- Source text
BEGIN
Dr. Morrey was reared in Ft. Worth, Texas, and worked at NASA as an aerospace engineer for two years before receiving an MD degree from the University of Texas Medical Branch. He was trained in Orthopedic surgery at the Mayo Clinic during which time he also received a master’s degree in biomechanics from the University of Minnesota. After two years of service in the Air Force, he was awarded the Meritorious Service Award. He was on the staff at Mayo from 1978-2010.
Dr. Morrey holds nine patents for orthopedic devices, and he has authored 12 major textbooks under four different titles. These works have been translated into six languages. He has authored over 415 peer-reviewed publications. He is the personal orthopedic surgeon to the senior President and Mrs. Bush and has been named a distinguished alumnus from St. Bernard College, the Mayo Clinic, the University of Texas Medical Branch, Galveston. He has served in a number of extramural professional capacities, including Past President of the American Academy of Orthopaedic Surgeons, Past President of the American Orthopaedic Association, and Past President of the American Shoulder and Elbow Surgeons. He has been the chair of the Board of Trustees of the Journal of Bone and Joint Surgery and also for the Journal of Shoulder and Elbow Surgery. He served for eight years on the Board of Governors of Mayo Clinic where he was primarily responsible for strategic planning and financial analysis and performance of the Mayo practice. He is a founding member of the Abernathy Group Physician Family Office Board of Directors dealing with physician financial planning.
Dr. Morrey and his wife, Carla, an RN, have four children, Michael, Matthew, Mark and Margaret (Maggie) who are all involved in the medical profession. They have 12 grandchildren.
Dr. Jesse Jupiter
Jesse B. Jupiter, MD, MA is Professor of Orthopaedic Surgery at MGH. He earned his MD at Yale in 1972 and completed his surgical internship at the University of Pennsylvania Hospital in 1973.
END
- Excerpted records
BEGIN
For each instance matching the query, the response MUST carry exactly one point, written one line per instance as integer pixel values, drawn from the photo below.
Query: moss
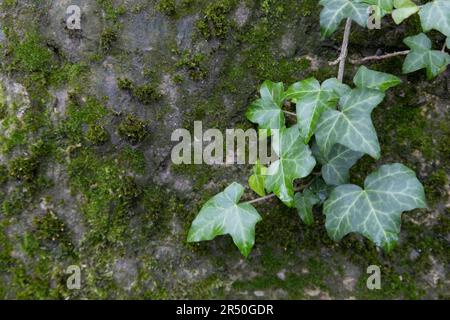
(146, 94)
(133, 129)
(97, 134)
(3, 174)
(124, 84)
(167, 7)
(215, 22)
(24, 168)
(107, 38)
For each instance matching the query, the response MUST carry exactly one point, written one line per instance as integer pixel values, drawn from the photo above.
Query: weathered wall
(85, 168)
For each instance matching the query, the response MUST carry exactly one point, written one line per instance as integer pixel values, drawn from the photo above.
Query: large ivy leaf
(266, 111)
(223, 215)
(336, 165)
(421, 56)
(335, 11)
(311, 100)
(295, 161)
(351, 126)
(375, 211)
(258, 178)
(403, 10)
(366, 78)
(436, 15)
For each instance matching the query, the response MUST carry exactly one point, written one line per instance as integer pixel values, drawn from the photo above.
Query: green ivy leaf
(258, 178)
(436, 15)
(421, 56)
(403, 10)
(375, 212)
(266, 111)
(295, 161)
(223, 215)
(351, 126)
(311, 100)
(366, 78)
(336, 166)
(304, 202)
(335, 11)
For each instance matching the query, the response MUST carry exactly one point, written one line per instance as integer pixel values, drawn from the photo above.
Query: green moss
(146, 94)
(133, 129)
(167, 7)
(107, 38)
(215, 22)
(97, 134)
(24, 168)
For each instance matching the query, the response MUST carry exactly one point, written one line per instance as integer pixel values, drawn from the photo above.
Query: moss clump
(3, 174)
(167, 7)
(133, 129)
(107, 38)
(124, 84)
(146, 94)
(215, 22)
(24, 168)
(194, 65)
(97, 134)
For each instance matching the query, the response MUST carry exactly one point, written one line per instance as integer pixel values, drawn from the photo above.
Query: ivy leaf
(295, 161)
(436, 15)
(421, 56)
(267, 111)
(223, 215)
(366, 78)
(336, 165)
(258, 178)
(351, 126)
(335, 11)
(311, 100)
(403, 9)
(375, 212)
(304, 202)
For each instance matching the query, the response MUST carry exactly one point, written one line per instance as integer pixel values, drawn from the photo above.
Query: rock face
(85, 170)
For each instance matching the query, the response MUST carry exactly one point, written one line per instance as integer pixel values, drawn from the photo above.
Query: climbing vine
(333, 131)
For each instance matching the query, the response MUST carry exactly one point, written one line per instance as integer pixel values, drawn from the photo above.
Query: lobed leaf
(375, 211)
(334, 11)
(351, 126)
(223, 215)
(295, 161)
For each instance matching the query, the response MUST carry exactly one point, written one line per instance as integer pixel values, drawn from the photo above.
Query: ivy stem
(344, 50)
(385, 56)
(290, 113)
(272, 195)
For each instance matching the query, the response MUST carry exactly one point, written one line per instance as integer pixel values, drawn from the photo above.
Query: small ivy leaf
(366, 78)
(403, 10)
(311, 101)
(352, 125)
(421, 56)
(375, 212)
(266, 111)
(382, 7)
(223, 215)
(435, 15)
(258, 178)
(295, 161)
(304, 202)
(334, 11)
(336, 166)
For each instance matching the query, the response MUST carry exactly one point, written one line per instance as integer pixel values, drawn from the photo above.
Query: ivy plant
(333, 131)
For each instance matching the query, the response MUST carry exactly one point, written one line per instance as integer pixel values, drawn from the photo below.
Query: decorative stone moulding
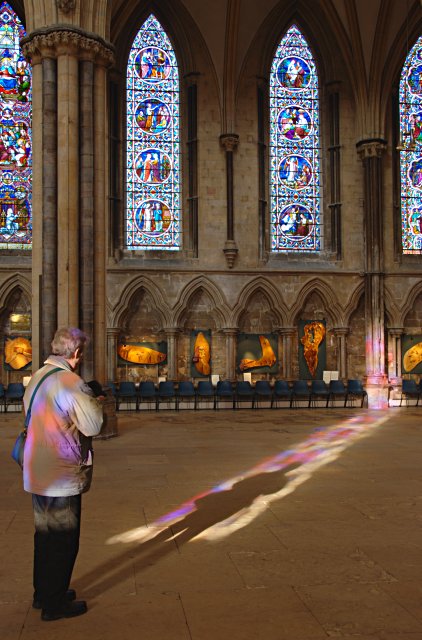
(44, 40)
(230, 251)
(66, 6)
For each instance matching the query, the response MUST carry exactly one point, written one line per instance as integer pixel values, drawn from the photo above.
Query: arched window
(15, 135)
(410, 97)
(153, 130)
(294, 147)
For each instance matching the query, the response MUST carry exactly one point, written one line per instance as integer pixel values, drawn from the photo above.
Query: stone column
(230, 334)
(287, 334)
(341, 333)
(394, 353)
(371, 152)
(113, 334)
(67, 183)
(171, 335)
(229, 142)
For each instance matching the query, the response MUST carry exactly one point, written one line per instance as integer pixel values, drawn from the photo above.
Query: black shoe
(69, 610)
(70, 596)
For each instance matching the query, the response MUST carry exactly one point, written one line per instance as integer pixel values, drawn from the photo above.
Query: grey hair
(66, 340)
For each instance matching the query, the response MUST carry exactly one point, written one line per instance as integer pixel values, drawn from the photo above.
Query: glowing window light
(294, 147)
(15, 135)
(321, 447)
(410, 97)
(153, 218)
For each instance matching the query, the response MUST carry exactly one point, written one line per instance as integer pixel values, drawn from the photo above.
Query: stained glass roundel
(294, 147)
(410, 96)
(153, 156)
(15, 135)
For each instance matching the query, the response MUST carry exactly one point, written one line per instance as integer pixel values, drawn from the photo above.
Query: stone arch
(331, 305)
(12, 285)
(134, 288)
(196, 287)
(260, 286)
(410, 302)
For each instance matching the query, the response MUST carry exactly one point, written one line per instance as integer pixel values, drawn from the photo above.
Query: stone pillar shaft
(68, 188)
(371, 152)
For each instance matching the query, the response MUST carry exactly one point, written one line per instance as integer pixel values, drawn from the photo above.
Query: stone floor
(245, 525)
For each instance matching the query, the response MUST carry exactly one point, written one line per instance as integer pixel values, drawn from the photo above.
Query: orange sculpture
(18, 352)
(140, 355)
(314, 334)
(267, 359)
(202, 354)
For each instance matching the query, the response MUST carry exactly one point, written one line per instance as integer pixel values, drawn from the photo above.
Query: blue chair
(337, 391)
(186, 393)
(281, 392)
(263, 392)
(300, 391)
(409, 390)
(14, 395)
(147, 394)
(355, 391)
(2, 397)
(319, 391)
(244, 392)
(127, 394)
(205, 392)
(224, 392)
(166, 394)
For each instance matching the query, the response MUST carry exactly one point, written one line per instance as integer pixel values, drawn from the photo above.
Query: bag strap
(28, 413)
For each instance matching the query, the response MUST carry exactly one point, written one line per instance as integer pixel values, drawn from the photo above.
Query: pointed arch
(16, 140)
(11, 285)
(221, 310)
(128, 294)
(332, 306)
(153, 172)
(271, 293)
(295, 212)
(410, 110)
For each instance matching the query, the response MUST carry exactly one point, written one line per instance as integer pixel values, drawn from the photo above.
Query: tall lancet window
(153, 218)
(411, 151)
(294, 147)
(15, 135)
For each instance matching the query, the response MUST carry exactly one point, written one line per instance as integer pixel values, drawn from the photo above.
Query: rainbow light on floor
(322, 446)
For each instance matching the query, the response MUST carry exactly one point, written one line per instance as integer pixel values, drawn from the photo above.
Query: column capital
(229, 141)
(286, 331)
(57, 40)
(395, 331)
(341, 331)
(371, 148)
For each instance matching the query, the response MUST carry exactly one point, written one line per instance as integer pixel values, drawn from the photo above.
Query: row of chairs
(11, 395)
(185, 394)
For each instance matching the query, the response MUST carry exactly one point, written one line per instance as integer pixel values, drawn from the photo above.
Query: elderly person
(58, 469)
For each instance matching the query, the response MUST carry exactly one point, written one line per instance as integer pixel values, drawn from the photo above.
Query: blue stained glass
(295, 219)
(15, 135)
(410, 97)
(153, 163)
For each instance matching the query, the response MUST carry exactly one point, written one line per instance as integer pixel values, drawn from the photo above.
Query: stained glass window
(153, 162)
(410, 97)
(15, 135)
(294, 147)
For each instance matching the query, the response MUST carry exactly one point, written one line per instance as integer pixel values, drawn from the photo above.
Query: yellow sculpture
(202, 354)
(140, 354)
(18, 352)
(412, 357)
(314, 334)
(267, 359)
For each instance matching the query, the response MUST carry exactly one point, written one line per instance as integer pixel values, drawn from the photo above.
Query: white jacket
(64, 417)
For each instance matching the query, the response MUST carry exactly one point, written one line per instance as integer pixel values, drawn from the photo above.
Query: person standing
(57, 470)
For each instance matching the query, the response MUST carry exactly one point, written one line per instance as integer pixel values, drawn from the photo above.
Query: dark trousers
(56, 545)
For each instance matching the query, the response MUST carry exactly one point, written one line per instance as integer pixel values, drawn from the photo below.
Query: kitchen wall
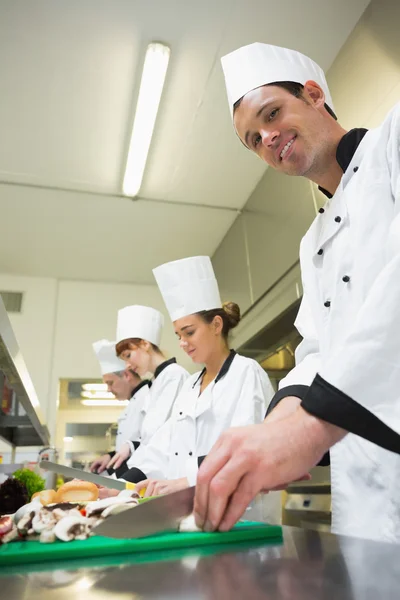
(60, 320)
(264, 241)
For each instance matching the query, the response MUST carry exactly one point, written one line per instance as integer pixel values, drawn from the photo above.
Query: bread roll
(77, 491)
(47, 497)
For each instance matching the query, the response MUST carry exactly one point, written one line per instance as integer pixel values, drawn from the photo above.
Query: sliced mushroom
(71, 528)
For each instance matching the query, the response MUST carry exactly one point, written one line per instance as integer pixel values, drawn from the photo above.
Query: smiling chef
(344, 392)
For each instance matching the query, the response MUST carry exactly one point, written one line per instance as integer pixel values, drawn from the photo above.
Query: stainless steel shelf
(25, 427)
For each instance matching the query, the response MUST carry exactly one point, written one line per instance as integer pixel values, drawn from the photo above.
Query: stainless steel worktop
(308, 565)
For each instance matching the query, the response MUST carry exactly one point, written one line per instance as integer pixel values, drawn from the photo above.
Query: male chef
(125, 384)
(344, 393)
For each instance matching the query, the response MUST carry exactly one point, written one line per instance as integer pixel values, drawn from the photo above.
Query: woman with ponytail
(231, 390)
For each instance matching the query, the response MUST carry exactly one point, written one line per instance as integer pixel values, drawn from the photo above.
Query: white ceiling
(69, 79)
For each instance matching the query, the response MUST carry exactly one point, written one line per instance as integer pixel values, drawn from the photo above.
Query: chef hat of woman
(259, 64)
(139, 322)
(108, 361)
(188, 286)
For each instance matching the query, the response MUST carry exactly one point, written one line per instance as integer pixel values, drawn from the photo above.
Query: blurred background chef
(124, 384)
(139, 330)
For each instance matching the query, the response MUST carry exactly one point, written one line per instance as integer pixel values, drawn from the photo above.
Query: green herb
(33, 482)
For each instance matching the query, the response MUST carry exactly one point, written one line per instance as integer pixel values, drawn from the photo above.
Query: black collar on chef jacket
(163, 366)
(139, 387)
(346, 150)
(223, 370)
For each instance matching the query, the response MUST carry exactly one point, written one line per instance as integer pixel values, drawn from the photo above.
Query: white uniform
(157, 408)
(350, 321)
(238, 396)
(131, 420)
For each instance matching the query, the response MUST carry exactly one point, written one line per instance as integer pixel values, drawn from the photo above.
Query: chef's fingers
(223, 486)
(239, 501)
(142, 484)
(112, 461)
(216, 482)
(209, 467)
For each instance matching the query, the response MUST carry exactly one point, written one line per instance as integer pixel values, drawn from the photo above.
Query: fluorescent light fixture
(106, 403)
(98, 395)
(151, 87)
(94, 387)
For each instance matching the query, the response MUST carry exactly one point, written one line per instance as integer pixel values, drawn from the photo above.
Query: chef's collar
(163, 366)
(223, 370)
(139, 387)
(346, 150)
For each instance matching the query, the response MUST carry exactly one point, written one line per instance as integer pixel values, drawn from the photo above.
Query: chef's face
(286, 132)
(137, 358)
(118, 385)
(197, 338)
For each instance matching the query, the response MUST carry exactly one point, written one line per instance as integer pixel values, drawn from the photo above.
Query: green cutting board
(20, 553)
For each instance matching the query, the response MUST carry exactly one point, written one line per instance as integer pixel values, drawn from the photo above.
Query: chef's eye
(273, 114)
(256, 140)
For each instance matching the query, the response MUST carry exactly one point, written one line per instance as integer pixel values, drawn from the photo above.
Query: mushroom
(72, 528)
(96, 508)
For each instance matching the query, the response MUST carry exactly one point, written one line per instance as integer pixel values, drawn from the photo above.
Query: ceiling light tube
(151, 87)
(105, 403)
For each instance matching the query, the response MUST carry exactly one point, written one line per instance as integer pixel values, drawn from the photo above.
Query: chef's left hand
(159, 487)
(247, 460)
(120, 456)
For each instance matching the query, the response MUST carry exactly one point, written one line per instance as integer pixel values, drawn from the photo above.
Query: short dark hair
(296, 89)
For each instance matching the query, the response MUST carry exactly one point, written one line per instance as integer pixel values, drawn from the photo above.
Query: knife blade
(78, 474)
(154, 516)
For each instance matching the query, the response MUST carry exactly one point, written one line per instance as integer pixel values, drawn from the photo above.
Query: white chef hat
(258, 64)
(188, 286)
(108, 360)
(141, 322)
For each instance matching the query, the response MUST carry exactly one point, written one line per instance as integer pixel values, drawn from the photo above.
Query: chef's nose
(268, 137)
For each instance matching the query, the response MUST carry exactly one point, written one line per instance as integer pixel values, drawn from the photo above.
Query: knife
(157, 515)
(115, 484)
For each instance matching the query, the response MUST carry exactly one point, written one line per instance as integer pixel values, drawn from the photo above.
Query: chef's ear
(218, 325)
(314, 93)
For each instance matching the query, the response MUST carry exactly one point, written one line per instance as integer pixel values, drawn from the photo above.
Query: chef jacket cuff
(328, 403)
(291, 390)
(134, 475)
(299, 391)
(191, 470)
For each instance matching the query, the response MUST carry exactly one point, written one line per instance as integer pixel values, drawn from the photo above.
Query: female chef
(139, 331)
(231, 390)
(125, 384)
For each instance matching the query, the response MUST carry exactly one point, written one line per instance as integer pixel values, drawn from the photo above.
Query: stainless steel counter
(308, 565)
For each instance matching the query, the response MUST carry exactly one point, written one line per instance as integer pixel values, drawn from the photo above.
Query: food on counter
(77, 491)
(6, 525)
(13, 495)
(33, 482)
(64, 521)
(188, 525)
(47, 497)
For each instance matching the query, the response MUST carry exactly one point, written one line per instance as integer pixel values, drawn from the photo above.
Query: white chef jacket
(238, 396)
(168, 380)
(350, 320)
(131, 419)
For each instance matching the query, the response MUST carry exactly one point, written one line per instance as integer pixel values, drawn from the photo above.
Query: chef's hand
(246, 460)
(100, 464)
(159, 487)
(119, 457)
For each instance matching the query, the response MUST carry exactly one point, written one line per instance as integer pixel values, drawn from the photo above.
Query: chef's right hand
(100, 464)
(120, 456)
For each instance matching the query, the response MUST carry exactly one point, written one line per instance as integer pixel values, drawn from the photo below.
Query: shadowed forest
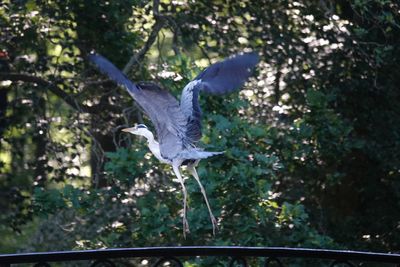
END
- Questions on the material
A) From the biographical text, list every organization of which Dr. Morrey is named Past President.
B) Answer these questions from the biographical text:
(i) How many patents for orthopedic devices does Dr. Morrey hold?
(ii) How many grandchildren do Dr. Morrey and his wife have?
(iii) In what year did Dr. Jupiter earn his MD at Yale?
C) Carry on the biographical text about the two physicians, beginning after its final sentence on Dr. Jupiter's internship.

- Your written answers
A)
American Academy of Orthopaedic Surgeons
American Orthopaedic Association
American Shoulder and Elbow Surgeons

B)
(i) Nine
(ii) 12
(iii) 1972

C)
Following, Dr. Jupiter completed a two-year commitment as a general medical officer in the US Public Health Service Indian Health branch with the Pima Indians in Arizona. His interest in medical education was enhanced with the development of educational programs improving primary care for both diabetic and arthritic patients.
In 1975, he began the Harvard Combined Orthopaedic Residency Program. In 1980, Dr. Jupiter traveled to Basle, Switzerland where he completed an AO Fellowship after which he completed a hand and microvascular fellowship in Louisville, KY.
He returned to Boston in 1981 and began his academic and clinical career at MGH. During his 33 years on the faculty he has had the opportunity to head the Trauma Service, Foot and Ankle Program and the Hand Service.
Dr. Jupiter is an honorary member of more than 20 international societies of either Hand Surgery or Orthopaedic Surgery and has been named to America's Top Surgeons annually and Best of Boston since 2007.
Dr. Jupiter is an internationally known and sought after hand and upper limb specialist. He has given more than 1000 scientific presentations, published more than 220 original publications, 140 analytic reviews, 115 chapters in scientific texts and was co-author or co-editor of 10 major texts in upper limb and orthopaedic problems. Dr. Jupiter has developed a worldwide reputation, especially related to problems of the wrist and elbow along with all other conditions involving the hand and upper limb.